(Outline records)
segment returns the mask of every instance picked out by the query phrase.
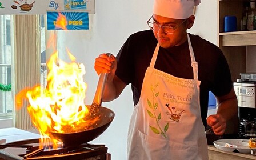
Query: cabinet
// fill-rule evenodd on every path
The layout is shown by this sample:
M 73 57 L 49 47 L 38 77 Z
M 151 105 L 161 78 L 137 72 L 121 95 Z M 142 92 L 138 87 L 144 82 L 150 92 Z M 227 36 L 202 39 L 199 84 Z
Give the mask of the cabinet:
M 244 1 L 249 0 L 218 1 L 218 44 L 227 59 L 234 82 L 240 78 L 239 73 L 247 72 L 247 59 L 250 59 L 247 57 L 249 55 L 247 53 L 248 46 L 256 46 L 256 30 L 239 31 Z M 237 17 L 238 31 L 223 32 L 224 17 L 226 15 Z

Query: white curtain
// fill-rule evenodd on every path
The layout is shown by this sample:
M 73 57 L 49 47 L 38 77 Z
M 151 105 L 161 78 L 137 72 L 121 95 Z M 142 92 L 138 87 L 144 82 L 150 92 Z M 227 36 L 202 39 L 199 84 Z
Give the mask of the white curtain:
M 40 84 L 41 31 L 39 15 L 14 15 L 13 22 L 12 91 L 15 97 L 24 88 Z M 21 109 L 14 110 L 14 126 L 23 130 L 34 129 L 27 110 L 29 102 L 23 102 Z

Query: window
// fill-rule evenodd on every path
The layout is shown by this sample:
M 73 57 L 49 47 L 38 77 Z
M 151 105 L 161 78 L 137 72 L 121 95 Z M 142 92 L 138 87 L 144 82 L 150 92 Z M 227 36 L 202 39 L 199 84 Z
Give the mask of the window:
M 3 91 L 11 79 L 11 31 L 12 15 L 0 15 L 0 119 L 12 118 L 13 97 L 10 91 Z M 47 70 L 46 66 L 44 15 L 41 16 L 41 83 L 46 85 Z M 13 87 L 13 86 L 12 86 Z M 9 87 L 8 87 L 9 89 Z
M 0 15 L 0 119 L 10 118 L 13 111 L 11 91 L 3 88 L 11 84 L 10 21 L 10 15 Z

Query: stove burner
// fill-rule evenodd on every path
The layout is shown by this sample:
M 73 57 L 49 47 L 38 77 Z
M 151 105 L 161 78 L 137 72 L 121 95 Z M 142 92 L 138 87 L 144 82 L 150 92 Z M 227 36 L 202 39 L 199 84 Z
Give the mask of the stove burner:
M 37 142 L 39 140 L 37 139 Z M 65 146 L 63 149 L 45 150 L 38 146 L 21 145 L 22 141 L 2 145 L 0 149 L 8 147 L 26 147 L 26 153 L 15 155 L 0 150 L 0 159 L 105 159 L 110 160 L 107 147 L 105 145 L 81 144 L 74 146 Z M 29 143 L 29 141 L 28 142 Z M 3 159 L 1 159 L 3 158 Z

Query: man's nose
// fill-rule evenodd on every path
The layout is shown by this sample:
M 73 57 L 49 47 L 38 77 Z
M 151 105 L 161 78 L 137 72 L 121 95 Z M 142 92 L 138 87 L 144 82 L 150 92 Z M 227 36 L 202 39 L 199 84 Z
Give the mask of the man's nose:
M 158 29 L 158 31 L 157 31 L 157 35 L 163 35 L 166 34 L 165 32 L 163 31 L 162 26 L 159 26 Z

> _To do_
Repeat the rows above exactly as they appear, from the first line through the last. Leave the pictures out of your answer.

> _Result below_
segment returns the mask of every instance picked out by the query phrase.
Query: cabinet
// fill-rule evenodd on every path
The layout is shown by this sample:
M 73 57 L 49 47 L 38 77 Z
M 151 105 L 161 78 L 137 72 L 121 95 Z M 142 92 L 138 87 L 144 82 L 150 92 Z M 227 36 L 202 39 L 199 84 Z
Give the mask of the cabinet:
M 244 1 L 249 0 L 218 1 L 218 44 L 227 59 L 234 82 L 240 78 L 239 73 L 247 72 L 247 59 L 250 59 L 247 57 L 249 55 L 247 53 L 248 46 L 256 46 L 256 30 L 239 31 Z M 237 17 L 238 31 L 223 32 L 224 17 L 226 15 Z

Query: white curtain
// fill-rule evenodd on every path
The layout is shown by this sample:
M 73 57 L 49 47 L 38 77 Z
M 151 105 L 161 78 L 137 72 L 121 95 Z M 142 92 L 138 87 L 144 82 L 150 92 Z M 227 36 L 202 39 L 199 84 Z
Give the mask of the white curtain:
M 40 84 L 41 31 L 39 15 L 14 15 L 13 22 L 12 91 L 15 97 L 24 88 Z M 21 109 L 14 110 L 14 126 L 23 130 L 34 129 L 27 110 L 29 102 L 23 102 Z

Query: window
// fill-rule evenodd on every path
The layout is shown by this sample:
M 73 57 L 49 47 L 38 77 Z
M 151 105 L 161 78 L 137 72 L 121 95 Z M 142 92 L 138 87 L 144 82 L 150 92 Z M 227 36 L 202 39 L 199 84 Z
Give the mask of the window:
M 3 91 L 11 79 L 11 31 L 12 15 L 0 15 L 0 119 L 12 118 L 13 97 L 10 91 Z M 47 70 L 46 66 L 44 15 L 41 16 L 41 83 L 46 85 Z M 13 87 L 13 86 L 12 86 Z M 9 87 L 8 87 L 9 89 Z
M 0 15 L 0 119 L 10 118 L 13 111 L 11 91 L 3 88 L 11 84 L 10 21 L 10 15 Z

Query: stove burner
// fill-rule evenodd on every path
The layout is shown by this sample:
M 73 57 L 49 47 L 38 77 Z
M 151 105 L 161 78 L 137 72 L 121 95 Z M 142 92 L 138 87 L 144 82 L 150 92 Z M 227 36 L 202 39 L 199 84 Z
Give the mask of the stove burner:
M 37 142 L 39 140 L 37 139 Z M 65 146 L 63 149 L 45 150 L 38 146 L 21 145 L 22 141 L 2 145 L 0 149 L 8 147 L 26 147 L 26 153 L 15 155 L 0 150 L 0 159 L 105 159 L 110 160 L 107 147 L 105 145 L 81 144 L 74 146 Z M 29 143 L 29 141 L 28 142 Z M 3 159 L 1 159 L 3 158 Z

Query: man's nose
// fill-rule evenodd on every path
The layout is shown by this sample:
M 73 57 L 49 47 L 38 77 Z
M 151 105 L 161 78 L 137 72 L 121 95 Z M 142 92 L 138 87 L 144 82 L 150 92 Z M 227 36 L 202 39 L 199 84 Z
Give the mask of the man's nose:
M 158 29 L 158 31 L 157 31 L 157 35 L 163 35 L 166 34 L 165 32 L 163 31 L 162 26 L 159 26 Z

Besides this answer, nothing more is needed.